REQUIREMENTS: Put every line of the listing below into a numbered list, leaving out blank lines and the pictures.

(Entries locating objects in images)
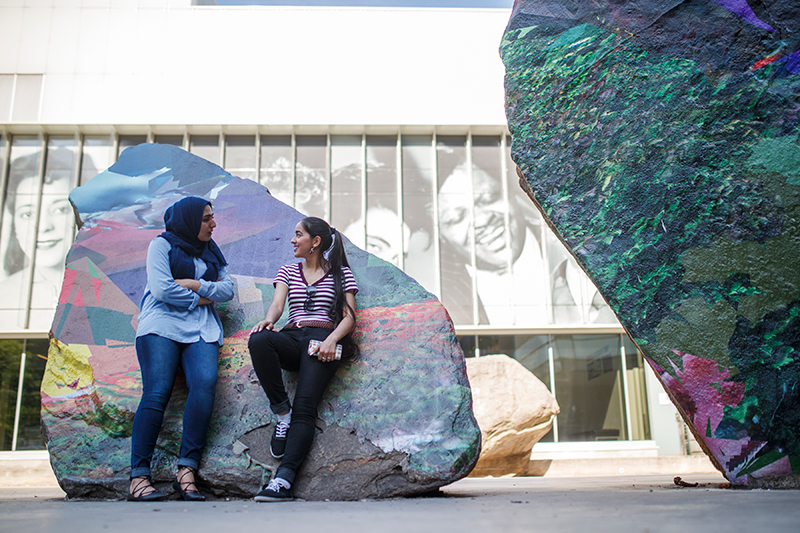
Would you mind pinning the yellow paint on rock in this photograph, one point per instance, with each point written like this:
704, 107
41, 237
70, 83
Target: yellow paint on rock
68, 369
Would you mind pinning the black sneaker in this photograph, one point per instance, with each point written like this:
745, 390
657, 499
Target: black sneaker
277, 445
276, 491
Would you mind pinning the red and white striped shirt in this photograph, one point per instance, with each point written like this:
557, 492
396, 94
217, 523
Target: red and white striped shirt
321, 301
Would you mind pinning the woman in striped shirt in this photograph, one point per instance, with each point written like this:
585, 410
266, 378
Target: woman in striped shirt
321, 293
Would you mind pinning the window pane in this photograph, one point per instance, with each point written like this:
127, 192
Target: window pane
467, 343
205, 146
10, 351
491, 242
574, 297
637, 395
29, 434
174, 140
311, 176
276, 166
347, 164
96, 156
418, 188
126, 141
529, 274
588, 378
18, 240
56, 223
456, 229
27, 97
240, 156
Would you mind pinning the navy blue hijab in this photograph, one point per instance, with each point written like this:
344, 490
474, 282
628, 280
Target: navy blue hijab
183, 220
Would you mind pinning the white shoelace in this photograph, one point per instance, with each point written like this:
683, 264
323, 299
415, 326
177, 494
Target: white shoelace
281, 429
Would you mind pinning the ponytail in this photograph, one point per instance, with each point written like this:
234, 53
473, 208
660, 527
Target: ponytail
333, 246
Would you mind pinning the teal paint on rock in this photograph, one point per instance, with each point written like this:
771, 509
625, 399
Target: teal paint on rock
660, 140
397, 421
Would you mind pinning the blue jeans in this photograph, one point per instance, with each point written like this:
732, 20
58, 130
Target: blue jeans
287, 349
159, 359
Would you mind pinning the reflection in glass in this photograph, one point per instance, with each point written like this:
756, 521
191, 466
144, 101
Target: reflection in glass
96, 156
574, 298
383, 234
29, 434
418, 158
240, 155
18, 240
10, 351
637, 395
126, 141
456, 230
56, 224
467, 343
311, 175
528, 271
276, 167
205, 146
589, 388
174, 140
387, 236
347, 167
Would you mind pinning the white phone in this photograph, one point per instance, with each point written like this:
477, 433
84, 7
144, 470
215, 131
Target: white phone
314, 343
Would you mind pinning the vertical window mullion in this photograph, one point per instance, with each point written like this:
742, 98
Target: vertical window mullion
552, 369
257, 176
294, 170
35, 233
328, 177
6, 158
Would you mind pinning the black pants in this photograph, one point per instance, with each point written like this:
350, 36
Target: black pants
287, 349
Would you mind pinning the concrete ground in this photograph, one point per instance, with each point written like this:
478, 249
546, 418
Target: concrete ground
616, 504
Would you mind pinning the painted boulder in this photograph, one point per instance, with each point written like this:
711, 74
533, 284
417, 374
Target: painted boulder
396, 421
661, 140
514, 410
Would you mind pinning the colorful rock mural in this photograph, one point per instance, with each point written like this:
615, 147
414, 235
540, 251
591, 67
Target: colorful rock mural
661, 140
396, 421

THE RESPONSE:
1. Would you mind pinning the yellow paint on rock in this photograph, one point per instance, with each point written like this:
2. 704, 107
3. 41, 237
4. 70, 83
5. Target: yellow paint on rock
6. 68, 369
7. Would you mind pinning the black sneaker in this photograph, one point per instance, with each point written like this:
8. 745, 390
9. 657, 499
10. Target: black sneaker
11. 277, 445
12. 276, 491
13. Would you mind pinning the red and white striped shirt in this photograph, one point per instance, with each point written like this:
14. 557, 492
15. 396, 94
16. 217, 523
17. Target: red and white striped shirt
18. 321, 301
19. Would you mind pinning the woman in striped shirt in this photograph, one point per instance, with each point written like this:
20. 585, 410
21. 266, 378
22. Target: woman in striped shirt
23. 321, 293
24. Would you mind pinning the window pane in this photograph, one point per instance, with each point written like this:
25. 127, 192
26. Target: window pane
27. 467, 343
28. 205, 146
29. 10, 351
30. 491, 242
31. 574, 297
32. 637, 395
33. 29, 434
34. 174, 140
35. 311, 176
36. 276, 166
37. 347, 164
38. 96, 156
39. 418, 188
40. 126, 141
41. 529, 274
42. 588, 378
43. 18, 240
44. 56, 223
45. 456, 229
46. 27, 97
47. 240, 156
48. Would you mind pinning the navy blue hijab in this photograph, one point per instance, with each point written like this:
49. 344, 490
50. 474, 282
51. 628, 280
52. Target: navy blue hijab
53. 183, 220
54. Would you mind pinning the white shoelace in this photograph, one point per instance, with each point written like this:
55. 683, 264
56. 323, 299
57. 415, 326
58. 177, 494
59. Target: white shoelace
60. 281, 429
61. Would you mind pinning the ponytail in this photograph, one point per instance, with each point written like this:
62. 234, 53
63. 473, 208
64. 660, 527
65. Target: ponytail
66. 333, 246
67. Would you mind pinning the teal paint on rock in this photograph, one point per instance, with each point written like this:
68. 771, 509
69. 625, 399
70. Target: teal paint on rock
71. 660, 140
72. 397, 421
73. Would you mind pinning the blue jeans in this photograph, one point per instance, with each point written like this:
74. 732, 20
75. 58, 130
76. Target: blue jeans
77. 287, 349
78. 159, 359
79. Would you mind pinning the reflection in glass in this photograph, one point per instance, with each point written like this:
80. 756, 521
81. 191, 466
82. 144, 101
83. Target: reflection in glass
84. 96, 156
85. 574, 298
86. 383, 234
87. 29, 434
88. 418, 158
89. 240, 155
90. 18, 240
91. 10, 351
92. 637, 395
93. 126, 141
94. 456, 230
95. 56, 224
96. 467, 343
97. 311, 175
98. 528, 271
99. 276, 167
100. 205, 146
101. 589, 388
102. 174, 140
103. 387, 236
104. 347, 167
105. Would you mind pinning the white phone in this photograph, one point per instance, with each point written like this:
106. 477, 433
107. 84, 7
108. 144, 470
109. 215, 131
110. Target: white phone
111. 314, 343
112. Would you mind pinning the vertical window mullion in this photograph, one point per instance, with each point written like this:
113. 742, 98
114. Target: vertical window mullion
115. 552, 369
116. 257, 176
117. 294, 170
118. 35, 233
119. 328, 177
120. 6, 158
121. Would you mind pinning the black pants in this photograph, one point per instance, with each point written like this:
122. 350, 36
123. Target: black pants
124. 287, 349
125. Would you mind pinning the concrete ground in this photograph, one point per instance, with each point written like this:
126. 478, 249
127. 546, 418
128. Target: concrete ground
129. 616, 504
130. Would you mind pinning the painted boulder in this photograph, one point per instance, with each point written like this:
131. 711, 74
132. 533, 284
133. 417, 374
134. Target: painted boulder
135. 396, 421
136. 661, 140
137. 514, 410
138. Would you mind pinning the colorful rock mural in this photograph, one point per instance, with each point written like this:
139. 615, 147
140. 414, 235
141. 540, 251
142. 591, 67
143. Target: colorful rock mural
144. 661, 140
145. 396, 421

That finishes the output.